» **Auswahl**
● ● ● ●

Es geht mir in diesem thread weniger um Vergangenheitsbewältigung (deshalb auch unter Politik eingeordnet), als vielmehr um die Frage, warum uns überlebenden und "Nachkriegs-Deutschen" der Umgang mit der Bewertung von Geschehnissen und der unterschiedlichen Achtung von Persönlichkeiten so schwer fällt.

Hallo zwetsche,

ich meine, dass es in diesem Thread vor allem um Vergangenheitsbewältigung geht.

Filbinger hat als Nazi-Marinerichter bis quasi "5 Minuten vor Zwölf" Todesurteile beantragt resp. bewilligt. Ob er es nun wusste oder nicht: die obersten Schergen des NS-Regimes hatten sich damals bereits für die Zeit nach dem 2. WK eingerichtet resp. abgeseilt. Wenn jemand den Anspruch auf Widerstand erheben kann, dann am allerwenigsten Filbinger. Er ist in meinen Augen der von Rolf Hochhuth treffend charakterisierte fürchterliche Jurist.

Das deutsche Volk ist nach dem 2. WK zu recht so bestraft worden, wie es im Egebnis des Nürnberger Prozesses herauskam. Ist es wirklich schwer, diese Strafe anzunehmen?

Gruss
Hartmut
 
AW: Oettinger - ein Bier?

Wikipedia ist leider nicht immer das Gelbe vom Ei.Ich hörte in einem Radiofeature,daß er es nicht gewesen sei,er hätte sonst auch nicht Ministerpräsident werden können...

Da mag sein, sibel. Aber das von dir zitierte Radiofeature dürften es ebenfalls nicht sein!

Nehmen wir doch einfach den von mir schon strapazierten Fall Globke oder den Fall des ehemaligen österreichischen UNO-Generalsekretärs Kurt Waldheim. Diese Leute haben bis zu letzt vehement bestritten, etwas mit dem Nazi-Regime zu tun gehabt zu haben. Mit welchem Ergebnis? Sie wurden geschasst, zu recht!

Gruss
Hartmut
 
AW: Oettinger - ein Bier?

Wikipedia ist leider nicht immer das Gelbe vom Ei.Ich hörte in einem Radiofeature,daß er es nicht gewesen sei,er hätte sonst auch nicht Ministerpräsident werden können...

Liebe Sibel,

es gibt immer und bei jeder Frage irgendein Medium, daß irgendsoeinen Stuß verbreitet. Keine Idee ist absurd genug, als das sie nicht von irgendeiner Seite vertreten wird, Oettinger ist das beste Beispiel. Sicherlich darf man auch nicht alles, was bei Wiki steht, für die widerspruchslose Wahrheit halten. Aber die Dinge stehen ja wahrlich nicht nur dort.

● ● ● ●

» **Angezeigte Einträge**
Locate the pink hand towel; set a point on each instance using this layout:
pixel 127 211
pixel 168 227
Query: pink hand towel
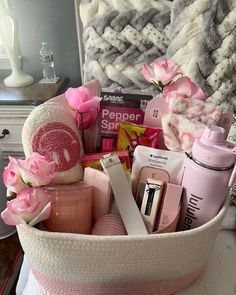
pixel 51 131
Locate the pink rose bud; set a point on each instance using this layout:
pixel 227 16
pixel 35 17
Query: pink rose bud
pixel 12 178
pixel 163 71
pixel 184 88
pixel 85 105
pixel 31 205
pixel 36 170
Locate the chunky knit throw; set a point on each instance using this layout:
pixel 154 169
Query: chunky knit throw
pixel 202 35
pixel 119 36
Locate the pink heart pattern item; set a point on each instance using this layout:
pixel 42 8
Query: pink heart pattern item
pixel 51 130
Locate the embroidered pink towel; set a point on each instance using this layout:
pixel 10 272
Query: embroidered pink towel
pixel 186 121
pixel 51 131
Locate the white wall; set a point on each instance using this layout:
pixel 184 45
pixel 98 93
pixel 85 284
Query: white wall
pixel 52 21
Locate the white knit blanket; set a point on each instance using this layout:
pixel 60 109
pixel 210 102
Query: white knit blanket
pixel 202 35
pixel 119 36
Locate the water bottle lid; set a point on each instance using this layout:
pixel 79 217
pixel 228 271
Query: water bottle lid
pixel 212 149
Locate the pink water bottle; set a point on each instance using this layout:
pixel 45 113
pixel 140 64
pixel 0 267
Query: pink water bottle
pixel 209 172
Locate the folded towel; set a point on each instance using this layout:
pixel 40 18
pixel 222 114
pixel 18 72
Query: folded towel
pixel 51 131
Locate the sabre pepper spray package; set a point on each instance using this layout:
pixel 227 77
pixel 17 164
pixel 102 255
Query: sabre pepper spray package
pixel 131 135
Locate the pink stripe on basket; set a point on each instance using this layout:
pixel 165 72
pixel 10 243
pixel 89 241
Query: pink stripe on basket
pixel 164 287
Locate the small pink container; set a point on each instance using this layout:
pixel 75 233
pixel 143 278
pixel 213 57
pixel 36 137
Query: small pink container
pixel 71 208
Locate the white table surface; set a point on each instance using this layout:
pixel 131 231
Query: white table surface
pixel 219 277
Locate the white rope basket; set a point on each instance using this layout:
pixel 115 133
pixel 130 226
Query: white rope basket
pixel 65 263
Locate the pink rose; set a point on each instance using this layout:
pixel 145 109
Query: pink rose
pixel 32 205
pixel 12 178
pixel 36 170
pixel 162 71
pixel 184 88
pixel 84 104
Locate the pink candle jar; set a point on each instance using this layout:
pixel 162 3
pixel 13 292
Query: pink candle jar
pixel 71 208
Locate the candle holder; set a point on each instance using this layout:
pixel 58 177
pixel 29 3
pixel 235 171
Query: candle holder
pixel 9 38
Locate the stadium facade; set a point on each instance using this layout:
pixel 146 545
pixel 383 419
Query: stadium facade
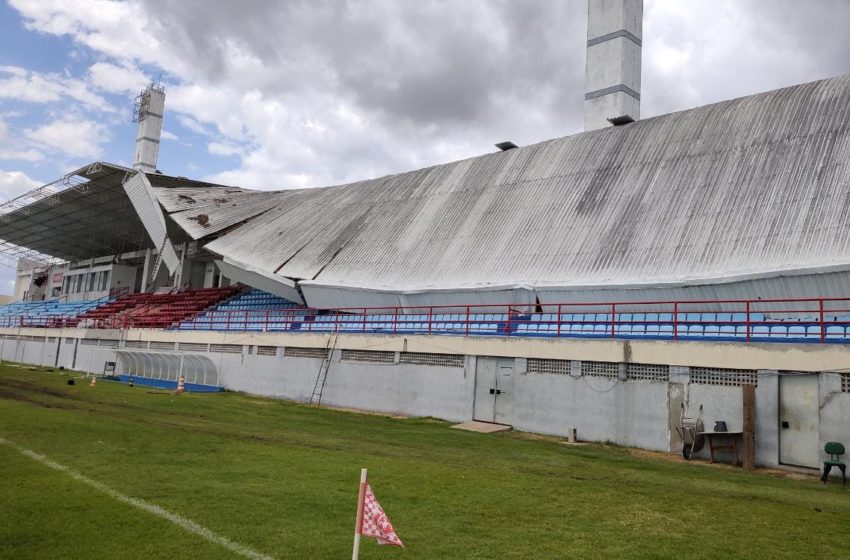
pixel 605 279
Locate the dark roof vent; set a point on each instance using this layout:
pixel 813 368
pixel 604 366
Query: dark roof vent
pixel 617 121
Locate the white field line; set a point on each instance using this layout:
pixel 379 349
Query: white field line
pixel 180 521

● ● ● ●

» **Ziel**
Als was charakterisiert Hartmut in der Auswahl Filbinger unter Berufung auf Rolf Hochhuth?

» **Erwartete Ausgabe**
Als den fürchterlichen Juristen.